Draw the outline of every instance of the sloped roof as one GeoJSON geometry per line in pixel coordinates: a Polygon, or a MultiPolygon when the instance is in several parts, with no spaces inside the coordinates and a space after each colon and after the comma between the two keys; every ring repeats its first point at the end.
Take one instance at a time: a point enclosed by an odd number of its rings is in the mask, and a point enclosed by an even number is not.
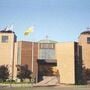
{"type": "Polygon", "coordinates": [[[1,30],[0,33],[15,33],[15,32],[13,32],[13,31],[11,31],[11,30],[8,30],[8,31],[6,31],[6,30],[1,30]]]}
{"type": "Polygon", "coordinates": [[[88,31],[83,31],[83,32],[81,32],[81,34],[90,34],[90,30],[88,30],[88,31]]]}
{"type": "Polygon", "coordinates": [[[48,40],[48,39],[43,39],[38,41],[39,43],[57,43],[57,41],[53,41],[53,40],[48,40]]]}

• _Task to carry out_: Arrange every line of the rows above as a numbered list, omitting blank lines and leaving the pictures out.

• _Written response_:
1. Draw the outline of every instance of the sloped roof as one GeoJSON geometry per line in pixel coordinates: a Polygon, or a MultiPolygon when the instance is in several parts, with no spaces inside the coordinates and a space after each colon and after the comma between the two keys; every ring repeats its first point at the end.
2. Take one instance at a time: a point enclosed by an odd number of its rings is in the mask, and a point enclosed by an even number is not.
3. {"type": "Polygon", "coordinates": [[[1,30],[0,33],[15,33],[15,32],[13,32],[13,31],[11,31],[11,30],[8,30],[8,31],[6,31],[6,30],[1,30]]]}
4. {"type": "Polygon", "coordinates": [[[88,31],[83,31],[83,32],[81,32],[81,34],[90,34],[90,30],[88,30],[88,31]]]}
5. {"type": "Polygon", "coordinates": [[[48,40],[48,39],[43,39],[38,41],[39,43],[57,43],[57,41],[53,41],[53,40],[48,40]]]}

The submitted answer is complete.